• What is needed
Answer these questions from the forum thread on the Pessoa:
1. What kept the horses from being ridden out, so that they were lunged daily instead?
2. What does Golden Horse say still causes fear about buying the system?
3. What equipment does Cherie recall seeing on a reining horse about 20 years ago?

• Selection
I ised the Pessoa with him and it helped a great deal, the breeching encouraged him to keep his hocks under him and the way for him to get away from the pressure was to lower his head and work from behind. 
Once this was established and he understood, it transferred to the saddle. 

I had tried everything to get this horse to go long and low from the saddle but his head was fixed in one place thanks to draw reins. 

As for the question of would this work on the noseband then my answer would be 'No' The pressure goes away when the horse lowers his head and works from behind. On a noseband he can and will just accept that he can lean into the pressure.

I will add that just because we have had that dreaded white stuff, commonly known as snow, I have been unable to ride the horses out because of ice on the roads so, they have all been lunged daily. I got more work into them by using the Pessoa on the ridden horses than if they had just been lunged with side reins. They have to work harder.


----------



## Cherie (Dec 16, 2010)

I'm, glad to know that there is actually a good use for them. I have just always looked at them as a 'gimmick' that people tried to replace good hands and legs with. I, too have fought with horses that have been worked on draw reins and German martingales by people that did not know how to use their legs or how to make a horse use himself.


----------



## Golden Horse (Feb 20, 2010)

That is on interesting about face there Cherie, "from nothing good to say", to "Glad there is a use for them" Just wondering if you have ever used the system yourself?

I haven't but I'm seriously considering investing, because the more research I'm doing I'm hearing more good things about this type of system. A lot of people have been recommended them for horses recovering from injury or time off because it is not a gadget to try and force a headset, but more to encourage the horse to work from back to front, and by that improve the muscle tone along the back and neck.

I am just about convinced, but still scared by the price:shock:

OP, I don't know if it would work on a nose band, but the idea isn't to put pressure on the horses mouth with this device, it is to try and teach self carriage, so they are very softly on the bit, not leaning into it, and not behind. If it prevented loose rein work afterwards it would not be as popular as it is I think.

Again, merely opinions from research I have done so far, I have never actually used one yet.


----------



## Cherie (Dec 16, 2010)

Nope. One look at them and all I could see is hock hobbles on a reining horse about 20 years ago when all the trainers had them. That was before they figured out how to 'ride' a horse up into the bridle. I also saw one have a kicking, fighting come-apart in hock hobbles and if he did not completely ruin his mouth, I'll bet it took a long time for him to heal his bloody torn up mouth.

• Entries
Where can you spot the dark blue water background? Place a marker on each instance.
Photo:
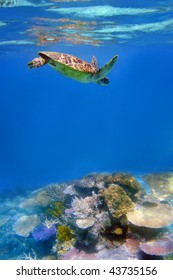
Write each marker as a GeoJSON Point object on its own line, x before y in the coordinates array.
{"type": "Point", "coordinates": [53, 129]}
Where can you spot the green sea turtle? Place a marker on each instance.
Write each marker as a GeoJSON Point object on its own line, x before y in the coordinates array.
{"type": "Point", "coordinates": [75, 68]}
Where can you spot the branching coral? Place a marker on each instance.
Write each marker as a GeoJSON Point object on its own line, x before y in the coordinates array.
{"type": "Point", "coordinates": [65, 233]}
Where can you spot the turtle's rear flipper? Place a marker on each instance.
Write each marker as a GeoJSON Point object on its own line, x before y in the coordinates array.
{"type": "Point", "coordinates": [37, 62]}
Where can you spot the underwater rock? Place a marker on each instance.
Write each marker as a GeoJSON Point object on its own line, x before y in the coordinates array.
{"type": "Point", "coordinates": [42, 233]}
{"type": "Point", "coordinates": [117, 253]}
{"type": "Point", "coordinates": [117, 201]}
{"type": "Point", "coordinates": [158, 247]}
{"type": "Point", "coordinates": [161, 185]}
{"type": "Point", "coordinates": [155, 216]}
{"type": "Point", "coordinates": [127, 182]}
{"type": "Point", "coordinates": [94, 180]}
{"type": "Point", "coordinates": [86, 207]}
{"type": "Point", "coordinates": [75, 254]}
{"type": "Point", "coordinates": [85, 223]}
{"type": "Point", "coordinates": [132, 244]}
{"type": "Point", "coordinates": [26, 224]}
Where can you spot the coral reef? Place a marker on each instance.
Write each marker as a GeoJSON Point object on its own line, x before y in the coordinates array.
{"type": "Point", "coordinates": [64, 233]}
{"type": "Point", "coordinates": [26, 224]}
{"type": "Point", "coordinates": [161, 185]}
{"type": "Point", "coordinates": [117, 201]}
{"type": "Point", "coordinates": [127, 182]}
{"type": "Point", "coordinates": [55, 209]}
{"type": "Point", "coordinates": [158, 247]}
{"type": "Point", "coordinates": [42, 232]}
{"type": "Point", "coordinates": [100, 216]}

• The result
1. Ice on the roads after the snow.
2. The price.
3. Hock hobbles.